(PROMPT) Retype all of the data word for word, without pictures.
•••••
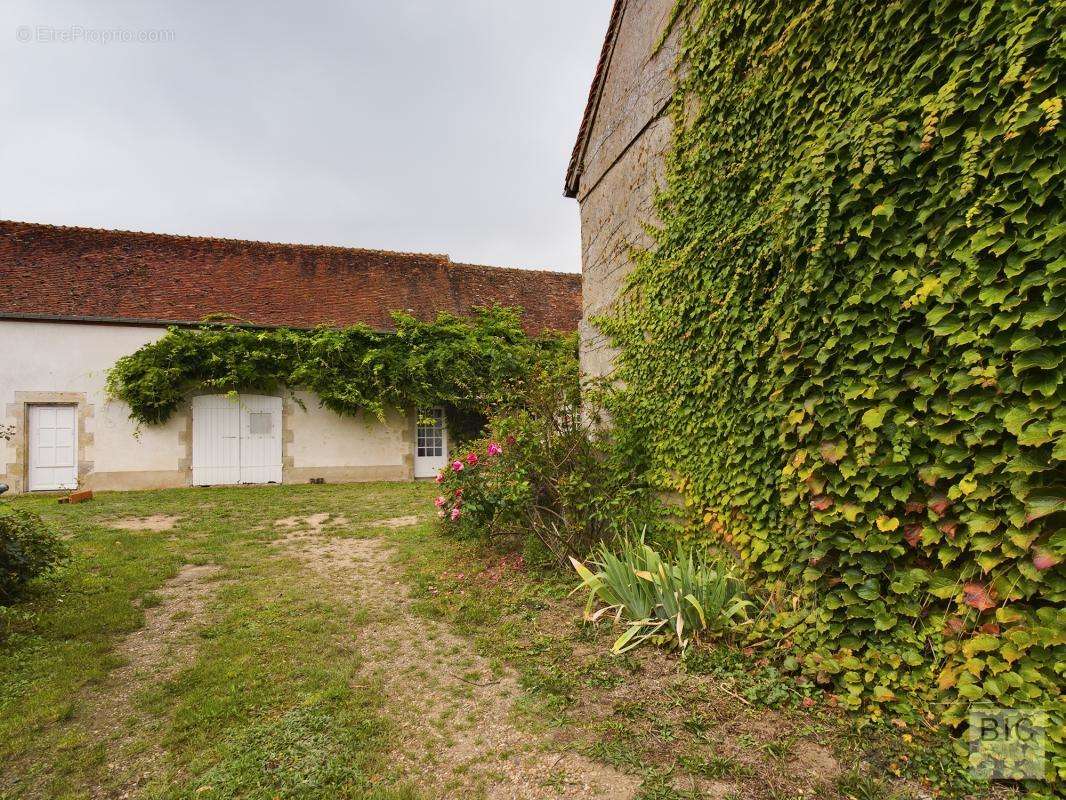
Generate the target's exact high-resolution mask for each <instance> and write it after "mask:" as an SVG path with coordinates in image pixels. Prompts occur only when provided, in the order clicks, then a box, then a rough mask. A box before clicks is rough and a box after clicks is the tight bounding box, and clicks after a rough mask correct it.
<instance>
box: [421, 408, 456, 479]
mask: <svg viewBox="0 0 1066 800" xmlns="http://www.w3.org/2000/svg"><path fill="white" fill-rule="evenodd" d="M418 416H419V421H418V423H417V425H418V428H417V429H416V432H415V477H416V478H433V477H434V476H435V475H436V474H437V473H438V471H439V469H440V467H442V466H443V465H445V464H447V463H448V425H447V421H446V420H445V410H443V409H440V407H437V409H424V410H422V411H420V412H419V413H418ZM423 420H425V422H427V423H426V425H423V423H422V422H423Z"/></svg>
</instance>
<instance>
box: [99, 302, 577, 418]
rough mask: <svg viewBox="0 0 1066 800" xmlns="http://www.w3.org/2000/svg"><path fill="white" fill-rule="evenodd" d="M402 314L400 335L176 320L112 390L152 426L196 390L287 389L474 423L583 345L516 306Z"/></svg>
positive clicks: (327, 398) (228, 390) (354, 408)
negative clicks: (525, 314) (561, 332)
mask: <svg viewBox="0 0 1066 800" xmlns="http://www.w3.org/2000/svg"><path fill="white" fill-rule="evenodd" d="M393 321H394V323H395V329H397V330H395V332H393V333H383V332H379V331H372V330H371V329H369V327H368V326H366V325H352V326H349V327H343V329H334V327H319V329H316V330H313V331H290V330H285V329H280V330H270V331H264V330H259V329H249V327H239V326H235V325H208V324H206V325H204V326H203V327H172V329H169V330H168V331H167V332H166V335H165V336H163V337H162V338H161V339H158V340H157V341H154V342H150V343H148V345H145V346H144V347H142V348H141V349H140V350H138V351H136V352H133V353H130V354H129V355H126V356H123V357H122V358H119V359H118V361H117V362H116V363H115V366H114V367H113V368H112V369H111V370H110V372H109V373H108V391H109V394H110V395H111V396H112V397H114V398H116V399H118V400H122V401H124V402H125V403H127V404H128V405H129V407H130V417H131V418H133V419H135V420H136V421H138V422H141V423H145V425H159V423H162V422H164V421H166V419H168V418H169V416H171V415H172V414H173V413H174V412H175V410H176V409H177V407H178V405H179V404H180V403H181V402H182V401H183V400H184V399H185V398H187V397H188V396H189V394H190V393H192V391H194V390H199V389H206V390H212V391H242V390H252V389H257V390H273V389H276V388H278V387H281V386H285V387H288V388H289V389H290V390H294V389H306V390H308V391H312V393H314V394H316V395H317V396H318V398H319V401H320V402H321V403H322V405H323V406H325V407H326V409H329V410H330V411H333V412H336V413H337V414H345V415H352V414H356V413H358V412H360V411H366V412H368V413H371V414H375V415H378V416H381V415H382V414H384V413H385V411H386V410H387V409H408V407H427V406H432V405H445V406H449V407H450V409H451V410H453V413H452V414H451V415H450V418H453V419H456V420H457V421H470V420H469V417H470V415H473V416H474V417H478V416H479V415H483V414H485V413H487V412H488V411H489V410H490V409H492V407H495V406H497V405H498V404H500V403H504V402H506V401H507V399H508V398H510V397H512V396H513V395H514V394H515V391H517V390H518V387H519V386H520V385H521V383H522V382H523V380H524V379H526V378H527V377H528V375H529V374H530V372H531V370H532V369H533V368H534V366H535V365H536V364H537V363H538V362H539V361H540V359H542V358H551V357H555V356H558V355H559V354H560V353H569V352H575V350H576V347H577V345H576V341H575V337H574V336H572V335H562V334H555V333H546V334H544V335H543V336H530V335H529V334H527V333H526V331H524V330H523V329H522V323H521V313H520V310H519V309H516V308H504V307H500V306H496V307H492V308H483V309H478V310H477V311H475V314H474V315H473V316H472V317H470V318H466V317H457V316H455V315H451V314H441V315H440V316H438V317H437V319H435V320H433V321H432V322H423V321H421V320H418V319H416V318H415V317H411V316H410V315H407V314H401V313H397V314H394V315H393ZM475 421H477V420H475Z"/></svg>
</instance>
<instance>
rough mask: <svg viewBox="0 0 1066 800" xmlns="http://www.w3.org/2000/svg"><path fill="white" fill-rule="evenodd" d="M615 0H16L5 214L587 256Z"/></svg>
mask: <svg viewBox="0 0 1066 800" xmlns="http://www.w3.org/2000/svg"><path fill="white" fill-rule="evenodd" d="M610 5H611V0H535V1H533V0H373V1H371V0H351V1H350V2H342V1H340V0H320V1H319V2H296V1H295V0H289V1H288V2H278V1H274V0H270V1H265V2H264V1H262V0H257V1H256V2H236V1H235V2H194V1H193V0H188V1H187V2H176V1H175V0H166V1H163V0H127V1H126V2H111V1H109V0H94V2H85V0H81V1H80V2H60V1H55V0H51V1H50V2H41V1H39V0H38V1H37V2H20V1H17V0H4V1H3V3H2V5H0V69H2V74H3V80H2V81H0V102H2V108H3V126H2V129H0V175H2V176H3V178H2V183H0V187H2V189H0V219H9V220H22V221H29V222H47V223H53V224H64V225H88V226H94V227H109V228H124V229H132V230H157V231H163V233H176V234H192V235H203V236H227V237H236V238H244V239H264V240H271V241H293V242H308V243H322V244H344V245H352V246H364V247H383V249H390V250H405V251H416V252H432V253H448V254H450V255H451V256H452V258H453V259H455V260H464V261H472V262H481V263H491V265H506V266H519V267H539V268H551V269H561V270H571V271H576V270H579V269H580V237H579V226H578V208H577V204H576V203H575V202H574V201H569V199H565V198H564V197H563V196H562V187H563V176H564V173H565V170H566V164H567V160H568V158H569V153H570V148H571V146H572V144H574V139H575V137H576V134H577V129H578V124H579V122H580V118H581V113H582V110H583V107H584V101H585V97H586V95H587V92H588V84H589V82H591V81H592V77H593V70H594V68H595V63H596V58H597V55H598V53H599V48H600V45H601V43H602V37H603V33H604V31H605V29H607V22H608V16H609V14H610ZM115 31H118V32H119V33H118V34H116V33H114V32H115ZM141 35H144V36H146V37H147V38H149V39H158V41H147V42H119V41H111V42H107V41H104V39H106V38H107V37H109V36H111V37H113V38H114V37H116V36H127V37H128V36H132V37H139V36H141ZM64 38H74V39H76V41H63V39H64ZM48 39H51V41H48Z"/></svg>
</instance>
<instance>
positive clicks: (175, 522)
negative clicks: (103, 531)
mask: <svg viewBox="0 0 1066 800" xmlns="http://www.w3.org/2000/svg"><path fill="white" fill-rule="evenodd" d="M179 522H181V517H180V516H174V515H173V514H152V515H151V516H128V517H124V518H123V519H112V521H111V522H109V523H108V527H109V528H117V529H118V530H151V531H156V532H160V531H164V530H169V529H171V528H173V527H174V526H175V525H177V524H178V523H179Z"/></svg>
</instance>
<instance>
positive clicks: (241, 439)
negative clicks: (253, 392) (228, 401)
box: [240, 395, 281, 483]
mask: <svg viewBox="0 0 1066 800" xmlns="http://www.w3.org/2000/svg"><path fill="white" fill-rule="evenodd" d="M240 400H241V483H280V482H281V398H279V397H263V396H261V395H241V398H240Z"/></svg>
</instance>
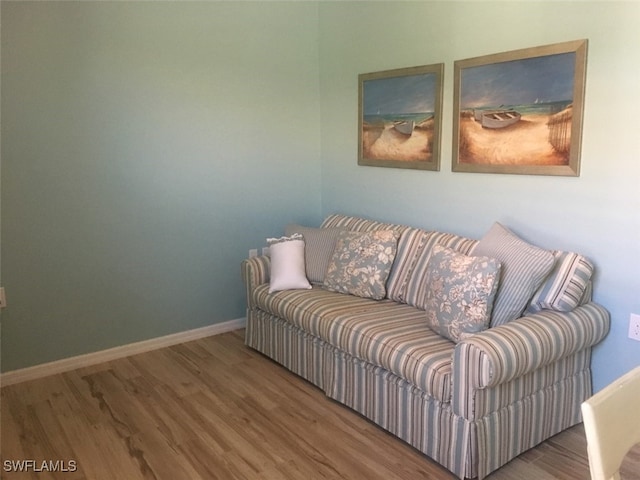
•••••
(EXERCISE ANSWER)
Generate the target's exact high-resolution mask for each <instance> and write it after "mask:" as an SVG path with coordinates in image pixels. Prompts occur only when provided, in the order clicks, then a box, then a rough mask. A box before clicks is rough and a box after clicks is the tight bounding box, and clicks after a rough mask correct it.
<instance>
box: [421, 408, 456, 479]
mask: <svg viewBox="0 0 1066 800" xmlns="http://www.w3.org/2000/svg"><path fill="white" fill-rule="evenodd" d="M418 416H419V421H418V423H417V425H418V428H417V429H416V432H415V477H416V478H433V477H434V476H435V475H436V474H437V473H438V471H439V469H440V467H442V466H443V465H445V464H447V463H448V425H447V421H446V420H445V410H443V409H440V407H437V409H424V410H422V411H420V412H419V413H418ZM423 420H425V422H427V423H426V425H423V423H422V422H423Z"/></svg>
</instance>
<instance>
box: [99, 302, 577, 418]
rough mask: <svg viewBox="0 0 1066 800" xmlns="http://www.w3.org/2000/svg"><path fill="white" fill-rule="evenodd" d="M402 314L400 335L176 320L112 390L152 426L196 390L287 389L474 423L583 345L516 306Z"/></svg>
positive clicks: (327, 398) (228, 390) (354, 408)
negative clicks: (525, 314) (561, 332)
mask: <svg viewBox="0 0 1066 800" xmlns="http://www.w3.org/2000/svg"><path fill="white" fill-rule="evenodd" d="M393 321H394V323H395V329H397V330H395V332H393V333H383V332H379V331H372V330H371V329H369V327H368V326H366V325H352V326H349V327H343V329H334V327H319V329H316V330H313V331H290V330H285V329H280V330H270V331H264V330H259V329H249V327H239V326H235V325H208V324H206V325H204V326H203V327H172V329H169V330H168V331H167V332H166V335H165V336H163V337H162V338H161V339H158V340H157V341H154V342H150V343H148V345H145V346H144V347H142V348H141V349H140V350H138V351H136V352H133V353H130V354H129V355H126V356H123V357H122V358H119V359H118V361H117V362H116V363H115V366H114V367H113V368H112V369H111V370H110V372H109V373H108V391H109V394H110V395H111V396H112V397H114V398H116V399H118V400H122V401H124V402H125V403H127V404H128V405H129V407H130V417H131V418H133V419H135V420H136V421H138V422H141V423H145V425H159V423H162V422H164V421H166V419H168V418H169V416H171V415H172V414H173V413H174V412H175V410H176V409H177V407H178V405H179V404H180V403H181V402H182V401H183V400H184V399H185V398H187V397H188V396H189V394H190V393H192V391H194V390H199V389H206V390H212V391H242V390H252V389H257V390H273V389H276V388H278V387H281V386H285V387H288V388H289V389H290V390H294V389H306V390H308V391H312V393H314V394H316V395H317V396H318V398H319V401H320V402H321V403H322V405H323V406H325V407H326V409H329V410H330V411H333V412H336V413H337V414H345V415H352V414H356V413H358V412H360V411H366V412H368V413H371V414H375V415H378V416H381V415H382V414H384V413H385V411H386V410H387V409H408V407H427V406H432V405H445V406H449V407H450V409H451V410H453V413H452V414H451V415H450V418H453V419H456V420H457V421H470V420H469V417H470V415H473V416H474V417H478V416H479V415H483V414H485V413H487V412H488V411H489V410H490V409H492V407H495V406H497V405H498V404H500V403H504V402H506V401H507V399H508V398H510V397H512V396H513V395H514V394H515V391H517V390H518V387H519V386H520V385H521V383H522V382H523V380H524V379H526V378H527V377H528V375H529V374H530V372H531V370H532V369H533V368H534V366H535V365H536V364H537V363H538V362H539V361H540V359H542V358H551V357H555V356H558V355H559V354H560V353H569V352H575V350H576V347H577V345H576V341H575V337H574V336H572V335H562V334H555V333H546V334H544V335H543V336H530V335H529V334H527V333H526V331H524V330H523V329H522V323H521V313H520V310H519V309H516V308H504V307H500V306H496V307H492V308H483V309H478V310H477V311H475V314H474V315H473V316H472V317H470V318H466V317H457V316H455V315H451V314H441V315H440V316H438V317H437V319H435V320H433V321H432V322H423V321H421V320H418V319H416V318H415V317H411V316H410V315H407V314H401V313H397V314H394V315H393ZM475 421H477V420H475Z"/></svg>
</instance>
<instance>
rough mask: <svg viewBox="0 0 1066 800" xmlns="http://www.w3.org/2000/svg"><path fill="white" fill-rule="evenodd" d="M615 0H16L5 214L587 256Z"/></svg>
mask: <svg viewBox="0 0 1066 800" xmlns="http://www.w3.org/2000/svg"><path fill="white" fill-rule="evenodd" d="M610 5H611V0H535V1H533V0H373V1H371V0H351V1H350V2H342V1H340V0H320V1H319V2H296V1H295V0H289V1H288V2H278V1H274V0H270V1H265V2H264V1H262V0H257V1H256V2H236V1H235V2H194V1H193V0H188V1H187V2H176V1H175V0H166V1H163V0H127V1H126V2H111V1H109V0H94V2H85V0H81V1H80V2H60V1H55V0H51V1H50V2H41V1H39V0H38V1H37V2H20V1H17V0H4V1H3V3H2V5H0V69H2V74H3V80H2V81H0V102H2V108H3V126H2V129H0V175H2V176H3V178H2V183H0V187H2V189H0V219H9V220H22V221H29V222H47V223H53V224H64V225H88V226H94V227H109V228H124V229H132V230H157V231H163V233H176V234H192V235H203V236H227V237H236V238H244V239H264V240H271V241H293V242H308V243H322V244H344V245H352V246H364V247H383V249H390V250H405V251H416V252H432V253H448V254H450V255H451V256H452V258H453V259H455V260H464V261H472V262H481V263H491V265H506V266H519V267H539V268H551V269H561V270H571V271H576V270H579V269H580V237H579V226H578V208H577V204H576V203H575V202H574V201H569V199H565V198H564V197H563V196H562V187H563V176H564V173H565V170H566V164H567V160H568V158H569V153H570V148H571V146H572V144H574V139H575V137H576V134H577V129H578V124H579V122H580V118H581V113H582V110H583V107H584V101H585V97H586V95H587V92H588V84H589V82H591V81H592V77H593V70H594V68H595V63H596V58H597V55H598V53H599V48H600V45H601V43H602V37H603V33H604V31H605V29H607V22H608V16H609V14H610ZM115 31H118V32H119V33H118V34H116V33H114V32H115ZM141 35H144V36H146V37H147V38H149V39H158V41H147V42H119V41H111V42H107V41H104V39H106V38H107V37H109V36H111V37H113V38H114V37H116V36H127V37H128V36H132V37H139V36H141ZM64 38H74V39H76V41H63V39H64ZM48 39H51V41H48Z"/></svg>
</instance>
<instance>
positive clicks: (175, 522)
negative clicks: (103, 531)
mask: <svg viewBox="0 0 1066 800" xmlns="http://www.w3.org/2000/svg"><path fill="white" fill-rule="evenodd" d="M179 522H181V517H180V516H174V515H173V514H152V515H151V516H128V517H124V518H123V519H112V521H111V522H109V523H108V527H109V528H117V529H118V530H151V531H156V532H160V531H164V530H169V529H171V528H173V527H174V526H175V525H177V524H178V523H179Z"/></svg>
</instance>
<instance>
positive clicks: (241, 439)
negative clicks: (253, 392) (228, 401)
box: [240, 395, 281, 483]
mask: <svg viewBox="0 0 1066 800" xmlns="http://www.w3.org/2000/svg"><path fill="white" fill-rule="evenodd" d="M240 400H241V483H280V482H281V398H279V397H263V396H261V395H241V398H240Z"/></svg>
</instance>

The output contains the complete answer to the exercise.